4 de octubre de 2016

Taxidermia

    Pasear es un arte. Y una buena compañía para el paseo es una cámara fotográfica. Además de que no habla, ayuda a justificar el ir y venir por mil rincones sin que nadie perciba nada extraño en tu deambular por aquí o por allá, a veces de forma errática.

Las cámaras fotográficas adoran las cosas viejas, vapuleadas por el tiempo, muertas (o no tanto) hasta la herrumbre. Se sienten irremisiblemente atraídas por esa herida y uno no puede contenerlas. Cuando te das cuenta estás en medio de un patio que no es de tu propiedad, y sueles percibirlo cuando ya la cosa no tiene solución. Perdone, ¿qué hace usted aquí? La pregunta te deja helado pero tiene la virtualidad de pintarte cara de inocencia. Balbuceas cualquier excusa escasamente inteligible y casi siempre te encuentras con la magnanimidad de tu desconocido interlocutor. A veces incluso te llevas grandes sorpresas.

¿Usted es gallego, verdad? Este hombre es directo y no le importa dejarlo claro desde el principio. La pregunta disipa la tensión de inmediato, invitando a la charla cuya necesidad acabamos de negar. Asiento, sorprendido, mientras él se sienta en una silla de cuerda con un saco en una mano y una navaja en la otra. Pues aunque le parezca extraño, yo también. ¿No me diga? Esta vez se ha entendido lo que ha salido por mi boca casi automaticamente, al percibir la aparente contradicción entre la declaración y el acento claramente andaluz que detecto. La reacción es un simple movimiento de cabeza y un suspiro que acompaña el movimiento del cuerpo que toma asiento con parsimonia.

+--

• _Ejercicios propuestos_:
A: Transcribe el tramo del texto de la página que va desde "Las cámaras fotográficas" hasta "llevas grandes sorpresas.".
B: Enumera todas las frases escritas entre signos de interrogación (¿...?) que hay en el texto de la página.
C: Indica, por favor, si cada afirmación coincide con el texto de la página y cita las palabras que lo deciden: (i) la cámara fotográfica habla durante el paseo; (ii) el hombre se sienta en una silla de cuerda; (iii) quien narra percibe en el hombre un acento gallego.

+--

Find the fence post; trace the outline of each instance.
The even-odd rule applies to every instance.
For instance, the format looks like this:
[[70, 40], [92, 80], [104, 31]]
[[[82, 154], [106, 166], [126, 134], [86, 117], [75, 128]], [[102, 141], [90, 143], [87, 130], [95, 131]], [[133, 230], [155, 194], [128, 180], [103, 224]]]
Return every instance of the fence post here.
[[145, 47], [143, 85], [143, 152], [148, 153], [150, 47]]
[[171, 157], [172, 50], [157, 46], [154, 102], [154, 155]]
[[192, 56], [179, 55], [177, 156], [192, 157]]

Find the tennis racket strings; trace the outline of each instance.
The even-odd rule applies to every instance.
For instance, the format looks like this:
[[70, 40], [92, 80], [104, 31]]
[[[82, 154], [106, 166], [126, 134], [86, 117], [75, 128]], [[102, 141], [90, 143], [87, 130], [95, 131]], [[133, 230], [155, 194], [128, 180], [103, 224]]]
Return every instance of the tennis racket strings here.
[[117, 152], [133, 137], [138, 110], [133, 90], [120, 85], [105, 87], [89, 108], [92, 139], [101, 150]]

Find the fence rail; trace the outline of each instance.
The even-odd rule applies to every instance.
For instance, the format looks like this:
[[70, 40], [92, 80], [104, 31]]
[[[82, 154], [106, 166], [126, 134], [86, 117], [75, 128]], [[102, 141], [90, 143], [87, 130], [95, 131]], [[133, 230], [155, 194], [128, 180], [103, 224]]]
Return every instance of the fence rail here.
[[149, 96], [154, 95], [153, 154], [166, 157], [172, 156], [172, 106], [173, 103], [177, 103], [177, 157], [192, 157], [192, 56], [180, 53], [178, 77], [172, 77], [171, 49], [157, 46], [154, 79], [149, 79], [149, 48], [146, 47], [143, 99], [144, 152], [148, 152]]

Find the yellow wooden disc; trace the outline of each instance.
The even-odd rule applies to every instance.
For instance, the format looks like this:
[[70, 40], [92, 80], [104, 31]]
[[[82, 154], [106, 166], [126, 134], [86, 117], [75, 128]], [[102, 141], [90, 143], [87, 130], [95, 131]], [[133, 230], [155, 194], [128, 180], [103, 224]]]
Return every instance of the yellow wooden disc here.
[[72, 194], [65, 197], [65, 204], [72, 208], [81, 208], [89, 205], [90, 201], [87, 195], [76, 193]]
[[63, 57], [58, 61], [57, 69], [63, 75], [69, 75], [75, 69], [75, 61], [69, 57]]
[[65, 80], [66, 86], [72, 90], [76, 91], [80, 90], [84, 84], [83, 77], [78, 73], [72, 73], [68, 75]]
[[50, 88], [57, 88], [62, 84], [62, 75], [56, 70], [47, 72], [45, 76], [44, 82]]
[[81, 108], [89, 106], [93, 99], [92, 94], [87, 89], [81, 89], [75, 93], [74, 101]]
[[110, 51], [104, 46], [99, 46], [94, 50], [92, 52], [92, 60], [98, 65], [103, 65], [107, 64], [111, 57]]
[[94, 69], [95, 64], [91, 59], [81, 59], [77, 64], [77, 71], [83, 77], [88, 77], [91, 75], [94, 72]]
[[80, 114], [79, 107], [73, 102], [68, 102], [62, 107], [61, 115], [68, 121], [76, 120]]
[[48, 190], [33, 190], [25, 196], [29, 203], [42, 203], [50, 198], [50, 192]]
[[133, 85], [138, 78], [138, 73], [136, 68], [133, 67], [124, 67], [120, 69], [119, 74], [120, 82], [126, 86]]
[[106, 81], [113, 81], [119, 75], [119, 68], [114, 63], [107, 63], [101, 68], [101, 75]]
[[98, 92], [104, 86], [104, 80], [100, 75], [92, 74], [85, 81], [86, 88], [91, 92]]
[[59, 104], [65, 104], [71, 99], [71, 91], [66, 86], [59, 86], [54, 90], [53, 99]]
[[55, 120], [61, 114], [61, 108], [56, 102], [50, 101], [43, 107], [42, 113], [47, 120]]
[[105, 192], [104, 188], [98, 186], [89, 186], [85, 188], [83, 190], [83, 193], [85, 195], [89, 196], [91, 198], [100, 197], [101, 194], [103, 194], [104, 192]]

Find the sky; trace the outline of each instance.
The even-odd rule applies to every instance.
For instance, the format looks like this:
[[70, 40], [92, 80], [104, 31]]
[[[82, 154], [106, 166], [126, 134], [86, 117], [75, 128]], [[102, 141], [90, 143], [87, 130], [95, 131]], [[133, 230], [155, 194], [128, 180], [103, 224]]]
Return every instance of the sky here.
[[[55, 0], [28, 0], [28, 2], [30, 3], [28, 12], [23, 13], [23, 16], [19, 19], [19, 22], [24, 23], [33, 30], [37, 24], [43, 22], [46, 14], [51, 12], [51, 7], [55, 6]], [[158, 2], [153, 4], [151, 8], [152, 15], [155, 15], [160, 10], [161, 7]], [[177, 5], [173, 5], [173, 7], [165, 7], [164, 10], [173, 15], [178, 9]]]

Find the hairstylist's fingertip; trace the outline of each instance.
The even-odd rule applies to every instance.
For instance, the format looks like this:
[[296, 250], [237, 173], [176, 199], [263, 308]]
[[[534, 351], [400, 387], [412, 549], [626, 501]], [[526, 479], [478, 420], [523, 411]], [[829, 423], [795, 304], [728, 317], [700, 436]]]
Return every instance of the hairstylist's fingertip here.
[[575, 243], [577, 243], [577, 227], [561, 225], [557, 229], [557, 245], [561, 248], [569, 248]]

+--

• _Respuestas_:
A:
Las cámaras fotográficas adoran las cosas viejas, vapuleadas por el tiempo, muertas (o no tanto) hasta la herrumbre. Se sienten irremisiblemente atraídas por esa herida y uno no puede contenerlas. Cuando te das cuenta estás en medio de un patio que no es de tu propiedad, y sueles percibirlo cuando ya la cosa no tiene solución. Perdone, ¿qué hace usted aquí? La pregunta te deja helado pero tiene la virtualidad de pintarte cara de inocencia. Balbuceas cualquier excusa escasamente inteligible y casi siempre te encuentras con la magnanimidad de tu desconocido interlocutor. A veces incluso te llevas grandes sorpresas.

B:
¿qué hace usted aquí?
¿Usted es gallego, verdad?
¿No me diga?

C:
(i) No: "Además de que no habla"
(ii) Sí: "él se sienta en una silla de cuerda"
(iii) No: "el acento claramente andaluz que detecto"